#### Source passage:
— Start —
3. Paragraph 4D of the Note Agreement is hereby amended and restated
to read in its entirety as follows:
4D. Notice of Optional Prepayment. The Company shall give the holder of
each Note to be prepaid pursuant to either paragraph 4C(l) or 4C(2) irrevocable
written notice of such prepayment not less than 10 Business Days prior to the
prepayment date, specifying such prepayment date. the aggregate principal amount
of the Notes of such Series to be prepaid on such date, the principal amount of
the Notes of such Series held by such holder to be prepaid on that date and that
such prepayment is to be made pursuant to paragraph 4C. Notice of prepayment
having been given as aforesaid, the principal amount of the Notes specified in
such notice, together with interest thereon to the prepayment date and, in the
case of the Series A Notes, together with the Yield Maintenance Amount, if any,
calculated as if the interest rate on such Series A Notes were 7.27% per annum
and, in the case of the Series B Notes, together with the Yield-Maintenance
Amount, if any, calculated as if the interest rate on such Series B Notes were
6.56% per annum shall become due and payable on such prepayment date (in each
case, notwithstanding anything in paragraph 10A to the contrary). The Company
shall, on or before the day on which it gives written notice of any prepayment
pursuant to paragraph 4C, give telephonic notice of the principal amount of the
Notes to be prepaid and the prepayment date to each Significant Holder which
shall have designated a recipient for such notices in the Purchaser Schedule
attached hereto or the applicable Confirmation of Acceptance or by notice in
writing to the Company.
— End —
#### Extracted information:
— Start —
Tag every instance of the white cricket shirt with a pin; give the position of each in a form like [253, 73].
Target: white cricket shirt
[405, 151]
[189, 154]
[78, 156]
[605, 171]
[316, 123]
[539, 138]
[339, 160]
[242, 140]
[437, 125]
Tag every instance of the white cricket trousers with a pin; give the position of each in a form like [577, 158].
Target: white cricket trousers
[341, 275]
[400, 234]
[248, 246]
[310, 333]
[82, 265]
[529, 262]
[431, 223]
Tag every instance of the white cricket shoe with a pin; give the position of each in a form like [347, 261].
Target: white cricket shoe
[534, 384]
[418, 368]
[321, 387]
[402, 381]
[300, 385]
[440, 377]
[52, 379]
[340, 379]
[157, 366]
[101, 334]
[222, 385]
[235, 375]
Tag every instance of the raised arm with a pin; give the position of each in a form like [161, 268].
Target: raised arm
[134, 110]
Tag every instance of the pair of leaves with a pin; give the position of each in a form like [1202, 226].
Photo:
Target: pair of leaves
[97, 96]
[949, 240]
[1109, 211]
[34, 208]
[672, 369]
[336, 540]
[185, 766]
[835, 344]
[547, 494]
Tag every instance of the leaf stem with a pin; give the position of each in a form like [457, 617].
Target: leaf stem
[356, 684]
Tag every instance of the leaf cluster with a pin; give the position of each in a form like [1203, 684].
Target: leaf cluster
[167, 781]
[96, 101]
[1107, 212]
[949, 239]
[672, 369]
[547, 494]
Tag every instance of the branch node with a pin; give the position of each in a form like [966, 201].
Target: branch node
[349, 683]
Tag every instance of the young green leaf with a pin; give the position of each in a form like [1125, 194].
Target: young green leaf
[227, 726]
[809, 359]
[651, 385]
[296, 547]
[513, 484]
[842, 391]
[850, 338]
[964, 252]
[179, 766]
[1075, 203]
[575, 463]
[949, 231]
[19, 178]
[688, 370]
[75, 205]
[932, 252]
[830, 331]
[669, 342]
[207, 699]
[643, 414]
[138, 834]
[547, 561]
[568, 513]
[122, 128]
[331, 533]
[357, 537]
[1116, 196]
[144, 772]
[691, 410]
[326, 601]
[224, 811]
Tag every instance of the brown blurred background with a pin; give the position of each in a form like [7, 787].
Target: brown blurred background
— End —
#### Written exercise 1:
In the note agreement amendment, list everything that the written notice of prepayment must specify under paragraph 4D.
#### Written exercise 2:
Continue the note agreement amendment from the point where it stops.
None of the entries is needed here.

#### Written response 1:
- The prepayment date
- The aggregate principal amount of the Notes of such Series to be prepaid on that date
- The principal amount of the Notes of such Series held by that holder to be prepaid on that date
- That the prepayment is to be made pursuant to paragraph 4C

#### Written response 2:
4. The last sentence of paragraph 4E of the Note Agreement is hereby
amended to read in its entirety as follows:
"The Company shall prepay all of the Notes on the Control Change
Prepayment Date of any holder which has timely accepted (or which has
been deemed to have accepted) the offer of prepayment at a price equal
to 100% of the principal amount of the Notes to be prepaid, plus
accrued interest thereon to the Control Change Prepayment date plus the
Yield-Maintenance Amount, if any, with respect to each Note to be
prepaid, calculated as if the interest rate were in the case of the
Series A Notes, 7.27%, and were in the case of the Series B Notes,
6.56%, notwithstanding anything in paragraph 10A to the contrary."
5. Prudential hereby consents to the Lien upon the properties and
assets of the Company that the Company proposes to grant to Prudential Bank of
America N.A. ("B of A") and Wachovia Bank NA ("Wachovia") on a pro rata basis.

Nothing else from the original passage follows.